WHAT NEEDS TO BE DONE:
Write out the entire listing exactly, so that each line matches the original.

MATERIAL SUPPLIED:

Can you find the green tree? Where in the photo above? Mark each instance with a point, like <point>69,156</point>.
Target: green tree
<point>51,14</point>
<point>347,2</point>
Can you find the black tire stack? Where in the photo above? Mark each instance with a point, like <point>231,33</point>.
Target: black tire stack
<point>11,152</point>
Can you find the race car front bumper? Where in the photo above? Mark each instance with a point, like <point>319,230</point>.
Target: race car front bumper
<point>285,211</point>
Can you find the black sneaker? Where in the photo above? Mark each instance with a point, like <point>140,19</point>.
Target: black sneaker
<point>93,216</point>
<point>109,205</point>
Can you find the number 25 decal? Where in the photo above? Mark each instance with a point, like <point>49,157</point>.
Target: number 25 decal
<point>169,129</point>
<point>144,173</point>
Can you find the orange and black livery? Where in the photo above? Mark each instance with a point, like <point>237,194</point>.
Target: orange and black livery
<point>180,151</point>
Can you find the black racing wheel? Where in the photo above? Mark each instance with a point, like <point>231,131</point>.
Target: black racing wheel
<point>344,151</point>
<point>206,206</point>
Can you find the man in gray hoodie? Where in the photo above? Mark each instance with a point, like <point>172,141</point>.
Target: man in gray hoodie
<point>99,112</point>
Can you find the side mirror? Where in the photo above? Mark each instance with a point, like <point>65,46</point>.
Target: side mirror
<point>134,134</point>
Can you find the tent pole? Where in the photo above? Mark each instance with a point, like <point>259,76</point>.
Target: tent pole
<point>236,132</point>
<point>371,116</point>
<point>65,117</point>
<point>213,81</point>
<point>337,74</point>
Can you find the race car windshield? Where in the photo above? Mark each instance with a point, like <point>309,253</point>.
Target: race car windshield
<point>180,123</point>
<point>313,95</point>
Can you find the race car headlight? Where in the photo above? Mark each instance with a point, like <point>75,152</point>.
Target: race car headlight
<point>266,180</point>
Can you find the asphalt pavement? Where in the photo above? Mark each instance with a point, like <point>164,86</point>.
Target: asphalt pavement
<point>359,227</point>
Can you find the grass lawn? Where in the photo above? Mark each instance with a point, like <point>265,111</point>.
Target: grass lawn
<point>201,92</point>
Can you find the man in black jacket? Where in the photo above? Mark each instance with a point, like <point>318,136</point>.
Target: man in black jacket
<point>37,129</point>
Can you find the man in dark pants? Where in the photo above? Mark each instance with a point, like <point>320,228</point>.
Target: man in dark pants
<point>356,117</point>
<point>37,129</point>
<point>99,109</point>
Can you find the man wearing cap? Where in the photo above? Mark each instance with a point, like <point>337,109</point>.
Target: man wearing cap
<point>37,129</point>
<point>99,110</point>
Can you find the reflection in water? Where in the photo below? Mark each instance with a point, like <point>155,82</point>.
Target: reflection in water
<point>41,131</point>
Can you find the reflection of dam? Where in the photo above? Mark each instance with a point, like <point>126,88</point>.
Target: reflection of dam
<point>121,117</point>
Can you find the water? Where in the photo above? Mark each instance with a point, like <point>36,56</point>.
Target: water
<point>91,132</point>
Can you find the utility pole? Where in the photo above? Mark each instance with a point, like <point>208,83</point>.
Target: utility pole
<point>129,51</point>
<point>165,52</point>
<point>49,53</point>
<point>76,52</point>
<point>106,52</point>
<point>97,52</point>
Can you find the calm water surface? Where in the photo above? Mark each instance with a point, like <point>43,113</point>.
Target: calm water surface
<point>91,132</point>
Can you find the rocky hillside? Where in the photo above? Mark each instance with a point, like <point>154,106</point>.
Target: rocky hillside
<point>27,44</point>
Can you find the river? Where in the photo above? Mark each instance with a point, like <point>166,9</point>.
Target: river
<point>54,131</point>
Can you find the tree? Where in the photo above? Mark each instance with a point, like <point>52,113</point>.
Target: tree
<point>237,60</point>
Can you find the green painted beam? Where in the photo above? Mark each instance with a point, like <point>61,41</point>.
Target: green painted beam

TASK OUTPUT:
Can you find the green tree? Where in the photo above? Mark each instance with a point, like <point>69,156</point>.
Target: green tree
<point>51,14</point>
<point>347,2</point>
Can you find the black tire stack? Where in the photo above? Mark each instance with a point, like <point>231,33</point>.
Target: black tire stack
<point>11,152</point>
Can you find the race car front bumper? Where in the photo above? Mark each instance with a point, like <point>319,230</point>.
Target: race car front bumper
<point>285,211</point>
Can you find the black sneaker? Where in the photo above? Mark each instance with a point, like <point>140,19</point>.
Target: black sneaker
<point>93,216</point>
<point>109,205</point>
Can you find the number 25 decal? Where in the photo above? Mark each instance with a point, like <point>49,157</point>.
Target: number 25 decal
<point>169,129</point>
<point>144,173</point>
Can you find the orange and black livery? Where in the photo above? Mark each instance with a point, like <point>237,194</point>.
Target: orange and black livery
<point>180,151</point>
Can you find the black racing wheel? Where in the photo above? Mark each instance with a point, like <point>231,131</point>.
Target: black racing wheel
<point>344,151</point>
<point>206,206</point>
Can you find the man in gray hoodie? Where in the photo above? Mark each instance with a point, like <point>172,141</point>.
Target: man in gray hoodie
<point>99,112</point>
Can you find the side mirror? Where in the photo above? Mark each instance with a point, like <point>65,46</point>.
Target: side mirror
<point>134,134</point>
Can you find the tent pole? Where in the photo above? Mark each instance with a point, like <point>259,76</point>.
Target: tent pole
<point>236,132</point>
<point>371,116</point>
<point>65,117</point>
<point>213,81</point>
<point>337,74</point>
Can you find the race car windshield? Where in the photo above? Mark each instance with a point, like <point>309,253</point>.
Target: race car windshield
<point>180,123</point>
<point>313,95</point>
Can you find the race car headlight? Where in the photo above? Mark each instance with a point, like <point>75,152</point>.
Target: race car headlight
<point>266,180</point>
Can you find the asphalt pavement? Where in the photo above? Mark each instance with a point, like <point>164,86</point>.
Target: asphalt pavement
<point>359,227</point>
Can you find the grass lawn? Where in the photo above? Mark each instance with a point, like <point>265,111</point>.
Target: grass lawn
<point>201,92</point>
Can you find the man in black jacket? Where in the photo above? Mark each instance with a point, like <point>318,136</point>.
Target: man in black jacket
<point>37,129</point>
Can you find the man in dark pants? Where in the photo above? Mark each instance with a point, like <point>320,228</point>.
Target: man in dark pants
<point>356,117</point>
<point>37,129</point>
<point>99,109</point>
Can you find the man wearing cap? Where in the photo above? Mark each instance with a point, like <point>337,109</point>.
Target: man wearing cap
<point>37,129</point>
<point>99,110</point>
Can you find the reflection in water? Where in the photo below? Mark each instance with a point, like <point>155,82</point>.
Target: reflection in water
<point>41,131</point>
Can you find the reflection of dam? Where in the photo above? Mark each instance with a point, like <point>126,88</point>.
Target: reflection of dam
<point>121,117</point>
Can you find the water? Where in the photo above? Mark each instance with a point, like <point>36,56</point>.
Target: water
<point>91,132</point>
Can you find the utility pole? Where in the photo above? Mark each instance with a point, like <point>208,83</point>.
Target: utility pole
<point>129,51</point>
<point>165,52</point>
<point>49,53</point>
<point>76,52</point>
<point>106,52</point>
<point>97,52</point>
Can you find the calm water surface? Where in the photo above? Mark each instance with a point, like <point>43,113</point>.
Target: calm water surface
<point>91,132</point>
Can you find the rocky hillside? Where in the photo above? Mark each instance with a point, like <point>154,106</point>.
Target: rocky hillside
<point>27,44</point>
Can you find the river? Where in the photo above? Mark each instance with a point, like <point>166,9</point>.
Target: river
<point>54,131</point>
Can you find the tree? Where in the photo above? Mark each instance with a point, like <point>52,113</point>.
Target: tree
<point>237,60</point>
Can you find the green painted beam? Where in the photo above? Mark each instance with a point, like <point>61,41</point>.
Target: green painted beam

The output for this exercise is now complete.